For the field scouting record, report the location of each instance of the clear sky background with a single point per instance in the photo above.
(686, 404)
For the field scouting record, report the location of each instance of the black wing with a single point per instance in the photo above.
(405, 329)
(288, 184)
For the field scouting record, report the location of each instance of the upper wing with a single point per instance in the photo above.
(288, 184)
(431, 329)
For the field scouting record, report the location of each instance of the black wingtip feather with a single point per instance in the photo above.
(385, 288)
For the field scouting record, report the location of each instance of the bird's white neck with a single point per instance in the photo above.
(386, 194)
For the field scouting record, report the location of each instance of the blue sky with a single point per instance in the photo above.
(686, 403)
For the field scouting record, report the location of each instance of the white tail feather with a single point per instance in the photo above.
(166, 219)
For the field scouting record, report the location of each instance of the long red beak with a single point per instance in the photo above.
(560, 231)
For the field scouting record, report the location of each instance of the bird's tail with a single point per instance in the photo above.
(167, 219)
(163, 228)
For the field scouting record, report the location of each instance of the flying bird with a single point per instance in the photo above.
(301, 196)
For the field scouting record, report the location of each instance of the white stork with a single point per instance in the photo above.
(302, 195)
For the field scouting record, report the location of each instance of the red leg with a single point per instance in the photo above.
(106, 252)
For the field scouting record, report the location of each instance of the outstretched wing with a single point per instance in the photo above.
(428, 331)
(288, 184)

---

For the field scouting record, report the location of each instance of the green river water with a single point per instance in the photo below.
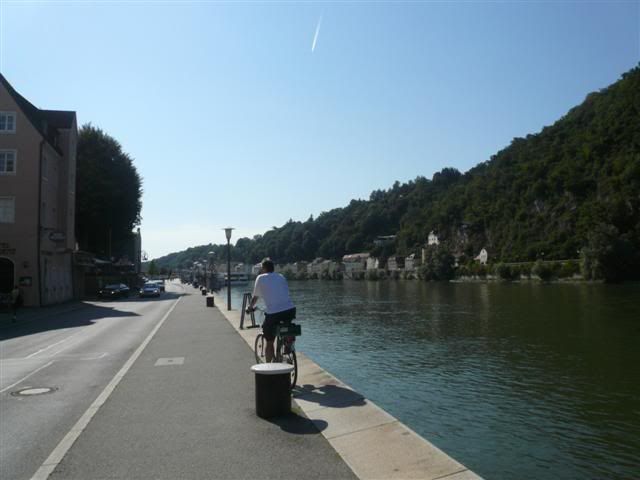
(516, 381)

[Aufgabe]: Geben Sie an, wie viele Zeilen der obigen Einträge die Zeichenfolge „bird“ enthalten, wobei Groß- und Kleinschreibung zu beachten ist. Nennen Sie ausschließlich die Zahl.

[Antwort]: 3